页面节选

+ + + +

在本节中，我们将实现一个简单的LSTM模型，该模型可以轻松扩展以处理协变量。请注意，由于我们不处理协变量，因此无法在此网络中纳入滞后目标。我们使用了一个可以处理零长度序列的LSTM实现，除此之外，它与PyTorch原生实现100%一致。

[29]:

from torch.nn.utils import rnn

from pytorch_forecasting.models.base_model import AutoRegressiveBaseModel
from pytorch_forecasting.models.nn import LSTM


class LSTMModel(AutoRegressiveBaseModel):
    def __init__(
        self,
        target: str,
        target_lags: Dict[str, Dict[str, int]],
        n_layers: int,
        hidden_size: int,
        dropout: float = 0.1,
        **kwargs,
    ):
        # arguments target and target_lags are required for autoregressive models
        # even though target_lags cannot be used without covariates
        # saves arguments in signature to `.hparams` attribute, mandatory call - do not skip this
        self.save_hyperparameters()
        # pass additional arguments to BaseModel.__init__, mandatory call - do not skip this
        super().__init__(**kwargs)

        # use version of LSTM that can handle zero-length sequences
        self.lstm = LSTM(
            hidden_size=self.hparams.hidden_size,
            input_size=1,
            num_layers=self.hparams.n_layers,
            dropout=self.hparams.dropout,
            batch_first=True,
        )
        self.output_layer = nn.Linear(self.hparams.hidden_size, 1)

    def encode(self, x: Dict[str, torch.Tensor]):
        # we need at least one encoding step as because the target needs to be lagged by one time step
        # because we use the custom LSTM, we do not have to require encoder lengths of > 1
        # but can handle lengths of >= 1
        assert x["encoder_lengths"].min() >= 1
        input_vector = x["encoder_cont"].clone()
        # lag target by one
        input_vector[..., self.target_positions] = torch.roll(
            input_vector[..., self.target_positions], shifts=1, dims=1
        )
        input_vector = input_vector[:, 1:]  # first time step cannot be used because of lagging

        # determine effective encoder_length length
        effective_encoder_lengths = x["encoder_lengths"] - 1
        # run through LSTM network
        _, hidden_state = self.lstm(
            input_vector, lengths=effective_encoder_lengths, enforce_sorted=False  # passing the lengths directly
        )  # second ouput is not needed (hidden state)
        return hidden_state

    def decode(self, x: Dict[str, torch.Tensor], hidden_state):
        # again lag target by one
        input_vector = x["decoder_cont"].clone()
        input_vector[..., self.target_positions] = torch.roll(
            input_vector[..., self.target_positions], shifts=1, dims=1
        )
        # but this time fill in missing target from encoder_cont at the first time step instead of throwing it away
        last_encoder_target = x["encoder_cont"][
            torch.arange(x["encoder_cont"].size(0), device=x["encoder_cont"].device),
            x["encoder_lengths"] - 1,
            self.target_positions.unsqueeze(-1),
        ].T
        input_vector[:, 0, self.target_positions] = last_encoder_target

        if self.training:  # training mode
            lstm_output, _ = self.lstm(input_vector, hidden_state, lengths=x["decoder_lengths"], enforce_sorted=False)

+ + + +

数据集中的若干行
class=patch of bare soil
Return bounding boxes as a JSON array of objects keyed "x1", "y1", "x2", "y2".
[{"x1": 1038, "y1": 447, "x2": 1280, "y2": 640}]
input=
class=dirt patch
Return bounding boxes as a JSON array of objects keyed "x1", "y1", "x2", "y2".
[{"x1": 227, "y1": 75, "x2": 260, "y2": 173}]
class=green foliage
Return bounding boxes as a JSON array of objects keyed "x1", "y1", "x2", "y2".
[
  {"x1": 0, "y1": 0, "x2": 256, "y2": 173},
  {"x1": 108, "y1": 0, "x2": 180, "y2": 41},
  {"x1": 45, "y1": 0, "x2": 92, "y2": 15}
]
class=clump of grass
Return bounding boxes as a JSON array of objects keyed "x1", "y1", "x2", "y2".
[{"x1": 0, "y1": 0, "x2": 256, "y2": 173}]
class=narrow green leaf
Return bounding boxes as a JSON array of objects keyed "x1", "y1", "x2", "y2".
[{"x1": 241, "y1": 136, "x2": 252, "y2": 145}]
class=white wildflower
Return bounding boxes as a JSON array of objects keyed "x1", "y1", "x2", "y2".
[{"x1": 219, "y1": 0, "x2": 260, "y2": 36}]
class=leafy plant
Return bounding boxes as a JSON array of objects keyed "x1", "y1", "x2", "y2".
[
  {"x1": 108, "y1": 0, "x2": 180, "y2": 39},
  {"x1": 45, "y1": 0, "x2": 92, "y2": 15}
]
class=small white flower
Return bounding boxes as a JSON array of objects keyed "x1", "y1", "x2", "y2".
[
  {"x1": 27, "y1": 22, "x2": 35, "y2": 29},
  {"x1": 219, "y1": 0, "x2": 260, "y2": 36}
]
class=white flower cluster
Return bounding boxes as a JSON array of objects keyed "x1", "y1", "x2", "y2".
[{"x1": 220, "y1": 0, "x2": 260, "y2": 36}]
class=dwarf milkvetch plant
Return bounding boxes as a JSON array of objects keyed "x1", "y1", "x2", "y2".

+ + + +

任务目标 A
把上面数据集里的全部记录逐行改写成一个 JSON 字符串列表，每一行对应一个字符串，空行不要收入。
任务目标 B
续写讲解如何实现简单 LSTM 模型的这段页面节选，从它停下的地方接着往下写。

练习输出 A
[
  "class=patch of bare soil",
  "Return bounding boxes as a JSON array of objects keyed \"x1\", \"y1\", \"x2\", \"y2\".",
  "[{\"x1\": 1038, \"y1\": 447, \"x2\": 1280, \"y2\": 640}]",
  "input=",
  "class=dirt patch",
  "Return bounding boxes as a JSON array of objects keyed \"x1\", \"y1\", \"x2\", \"y2\".",
  "[{\"x1\": 227, \"y1\": 75, \"x2\": 260, \"y2\": 173}]",
  "class=green foliage",
  "Return bounding boxes as a JSON array of objects keyed \"x1\", \"y1\", \"x2\", \"y2\".",
  "[",
  "  {\"x1\": 0, \"y1\": 0, \"x2\": 256, \"y2\": 173},",
  "  {\"x1\": 108, \"y1\": 0, \"x2\": 180, \"y2\": 41},",
  "  {\"x1\": 45, \"y1\": 0, \"x2\": 92, \"y2\": 15}",
  "]",
  "class=clump of grass",
  "Return bounding boxes as a JSON array of objects keyed \"x1\", \"y1\", \"x2\", \"y2\".",
  "[{\"x1\": 0, \"y1\": 0, \"x2\": 256, \"y2\": 173}]",
  "class=narrow green leaf",
  "Return bounding boxes as a JSON array of objects keyed \"x1\", \"y1\", \"x2\", \"y2\".",
  "[{\"x1\": 241, \"y1\": 136, \"x2\": 252, \"y2\": 145}]",
  "class=white wildflower",
  "Return bounding boxes as a JSON array of objects keyed \"x1\", \"y1\", \"x2\", \"y2\".",
  "[{\"x1\": 219, \"y1\": 0, \"x2\": 260, \"y2\": 36}]",
  "class=leafy plant",
  "Return bounding boxes as a JSON array of objects keyed \"x1\", \"y1\", \"x2\", \"y2\".",
  "[",
  "  {\"x1\": 108, \"y1\": 0, \"x2\": 180, \"y2\": 39},",
  "  {\"x1\": 45, \"y1\": 0, \"x2\": 92, \"y2\": 15}",
  "]",
  "class=small white flower",
  "Return bounding boxes as a JSON array of objects keyed \"x1\", \"y1\", \"x2\", \"y2\".",
  "[",
  "  {\"x1\": 27, \"y1\": 22, \"x2\": 35, \"y2\": 29},",
  "  {\"x1\": 219, \"y1\": 0, \"x2\": 260, \"y2\": 36}",
  "]",
  "class=white flower cluster",
  "Return bounding boxes as a JSON array of objects keyed \"x1\", \"y1\", \"x2\", \"y2\".",
  "[{\"x1\": 220, \"y1\": 0, \"x2\": 260, \"y2\": 36}]",
  "class=dwarf milkvetch plant",
  "Return bounding boxes as a JSON array of objects keyed \"x1\", \"y1\", \"x2\", \"y2\"."
]

练习输出 B
            # transform into right shape
            prediction = self.output_layer(lstm_output)
            prediction = self.transform_output(prediction, target_scale=x["target_scale"])

            # predictions are not yet rescaled
            return prediction

        else:  # prediction mode
            target_pos = self.target_positions

            def decode_one(idx, lagged_targets, hidden_state):
                x = input_vector[:, [idx]]
                # overwrite at target positions
                x[:, 0, target_pos] = lagged_targets[-1]  # take most recent target (i.e. lag=1)
                lstm_output, hidden_state = self.lstm(x, hidden_state)
                # transform into right shape
                prediction = self.output_layer(lstm_output)[:, 0]  # take first timestep
                return prediction, hidden_state

            # make predictions which are fed into next step
            output = self.decode_autoregressive(
                decode_one,
                first_target=input_vector[:, 0, target_pos],
                first_hidden_state=hidden_state,
                target_scale=x["target_scale"],
                n_decoder_steps=input_vector.size(1),
            )

            # predictions are already rescaled
            return output

    def forward(self, x: Dict[str, torch.Tensor]) -> Dict[str, torch.Tensor]:
        hidden_state = self.encode(x)  # encode to hidden state
        output = self.decode(x, hidden_state)  # decode leveraging hidden state

        return self.to_network_output(prediction=output)


model = LSTMModel.from_dataset(dataset, n_layers=2, hidden_size=10)
print(ModelSummary(model, max_depth=-1))
model.hparams

  | Name            | Type       | Params
-----------------------------------------------
0 | loss            | SMAPE      | 0
1 | logging_metrics | ModuleList | 0
2 | lstm            | LSTM       | 1.4 K
3 | output_layer    | Linear     | 11
-----------------------------------------------
1.4 K     Trainable params
0         Non-trainable params
1.4 K     Total params
0.006     Total estimated model params size (MB)

[29]:

"dropout":                     0.1
"hidden_size":                 10
"learning_rate":               0.001
"log_gradient_flow":           False
"log_interval":                -1
"log_val_interval":            -1
"logging_metrics":             ModuleList()
"loss":                        SMAPE()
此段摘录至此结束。